*** Records for processing ***
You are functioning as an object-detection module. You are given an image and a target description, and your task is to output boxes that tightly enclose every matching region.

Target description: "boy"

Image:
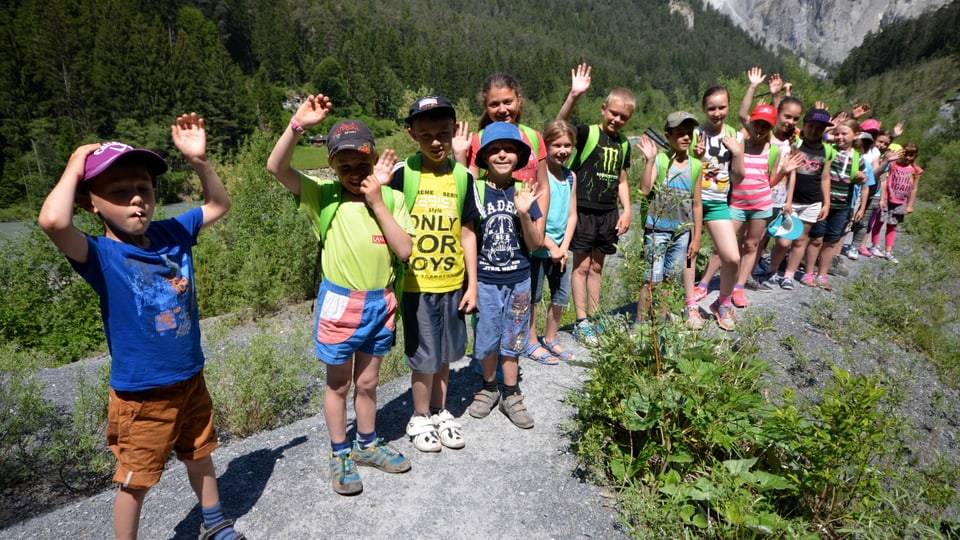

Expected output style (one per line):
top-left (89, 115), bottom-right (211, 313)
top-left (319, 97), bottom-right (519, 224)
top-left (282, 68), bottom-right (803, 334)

top-left (557, 63), bottom-right (634, 344)
top-left (467, 122), bottom-right (543, 429)
top-left (635, 112), bottom-right (706, 329)
top-left (38, 114), bottom-right (244, 540)
top-left (266, 94), bottom-right (415, 495)
top-left (390, 95), bottom-right (480, 452)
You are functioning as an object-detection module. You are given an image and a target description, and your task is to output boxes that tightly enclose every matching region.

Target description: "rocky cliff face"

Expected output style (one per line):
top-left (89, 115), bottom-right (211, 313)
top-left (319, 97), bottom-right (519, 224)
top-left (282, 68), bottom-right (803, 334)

top-left (702, 0), bottom-right (954, 67)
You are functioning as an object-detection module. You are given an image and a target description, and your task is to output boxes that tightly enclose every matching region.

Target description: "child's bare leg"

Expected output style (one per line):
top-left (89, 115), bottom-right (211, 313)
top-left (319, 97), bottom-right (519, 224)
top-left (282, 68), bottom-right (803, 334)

top-left (429, 365), bottom-right (449, 411)
top-left (804, 237), bottom-right (823, 275)
top-left (352, 352), bottom-right (383, 436)
top-left (737, 219), bottom-right (767, 285)
top-left (500, 355), bottom-right (519, 386)
top-left (705, 219), bottom-right (741, 296)
top-left (114, 486), bottom-right (148, 540)
top-left (410, 371), bottom-right (433, 415)
top-left (571, 252), bottom-right (591, 319)
top-left (544, 304), bottom-right (564, 344)
top-left (480, 352), bottom-right (499, 382)
top-left (324, 360), bottom-right (354, 444)
top-left (585, 250), bottom-right (606, 316)
top-left (184, 455), bottom-right (220, 507)
top-left (637, 282), bottom-right (653, 321)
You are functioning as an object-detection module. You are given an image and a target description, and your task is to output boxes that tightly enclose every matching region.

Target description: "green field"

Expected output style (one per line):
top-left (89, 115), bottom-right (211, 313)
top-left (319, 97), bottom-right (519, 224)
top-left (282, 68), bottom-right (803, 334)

top-left (290, 145), bottom-right (328, 170)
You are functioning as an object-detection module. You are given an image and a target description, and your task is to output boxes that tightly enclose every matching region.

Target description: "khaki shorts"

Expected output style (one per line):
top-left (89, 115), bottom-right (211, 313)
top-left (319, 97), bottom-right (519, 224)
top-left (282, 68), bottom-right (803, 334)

top-left (107, 371), bottom-right (218, 490)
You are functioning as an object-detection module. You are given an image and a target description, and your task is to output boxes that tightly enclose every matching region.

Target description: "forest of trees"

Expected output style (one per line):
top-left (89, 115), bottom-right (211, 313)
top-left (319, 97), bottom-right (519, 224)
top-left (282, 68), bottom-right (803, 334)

top-left (0, 0), bottom-right (785, 211)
***
Your copy should hold every entry exactly as written, but none of the pictures.

> Result:
You are functioning as an object-detection module. You are given an image and a target description, and your task is to output boxes that tightly enclose every matching region.

Target description: "boy"

Image:

Expected output style (one per line):
top-left (89, 115), bottom-right (211, 313)
top-left (319, 97), bottom-right (519, 224)
top-left (282, 68), bottom-right (803, 334)

top-left (557, 63), bottom-right (634, 344)
top-left (467, 122), bottom-right (543, 429)
top-left (635, 112), bottom-right (706, 329)
top-left (38, 114), bottom-right (244, 540)
top-left (266, 94), bottom-right (415, 495)
top-left (390, 95), bottom-right (480, 452)
You are functioning as an object-detection module. You are given an image and a target description, and your task is to output boxes that tightly enclose every matching region.

Target description: "rocky cliff face"

Expected output style (one per line):
top-left (89, 115), bottom-right (211, 313)
top-left (319, 97), bottom-right (519, 224)
top-left (282, 68), bottom-right (803, 334)

top-left (702, 0), bottom-right (954, 67)
You are functioning as an object-detection module. You are given an image and a target description, and your task is to output boxes that tightly enclose every matching region.

Target description: "child's bare leg"

Expected output style (one per line):
top-left (89, 115), bottom-right (211, 313)
top-left (319, 97), bottom-right (519, 224)
top-left (282, 68), bottom-right (803, 334)

top-left (429, 365), bottom-right (449, 411)
top-left (804, 237), bottom-right (823, 275)
top-left (352, 352), bottom-right (383, 436)
top-left (737, 219), bottom-right (767, 285)
top-left (500, 355), bottom-right (519, 386)
top-left (705, 219), bottom-right (741, 296)
top-left (114, 486), bottom-right (148, 540)
top-left (410, 371), bottom-right (433, 415)
top-left (571, 252), bottom-right (591, 319)
top-left (544, 304), bottom-right (564, 344)
top-left (480, 352), bottom-right (499, 382)
top-left (324, 360), bottom-right (354, 444)
top-left (585, 250), bottom-right (606, 316)
top-left (184, 455), bottom-right (220, 507)
top-left (637, 282), bottom-right (653, 321)
You are functioning as an object-detection module. You are given an image and a target description, and your task is to output boxes that tightly enclose every matching region.

Target description: "green field"

Expected output style (one per line):
top-left (89, 115), bottom-right (211, 313)
top-left (319, 97), bottom-right (519, 224)
top-left (282, 68), bottom-right (803, 334)

top-left (290, 145), bottom-right (328, 170)
You are functioning as an object-detection module. You are given an image and a target description, and your task is to output boxes that tightly enclose every matching region.

Target description: "khaki shorts"

Expected output style (one per line):
top-left (89, 115), bottom-right (211, 313)
top-left (319, 97), bottom-right (519, 224)
top-left (282, 68), bottom-right (803, 334)

top-left (107, 371), bottom-right (218, 490)
You are functioning as an object-detection module. You are given an image and a target description, and your task is to output boxes that tightly enclose every matching region.

Target description: "forest of trees"

Expected output style (one per line):
top-left (89, 115), bottom-right (211, 313)
top-left (319, 97), bottom-right (519, 224)
top-left (282, 68), bottom-right (803, 334)

top-left (0, 0), bottom-right (785, 211)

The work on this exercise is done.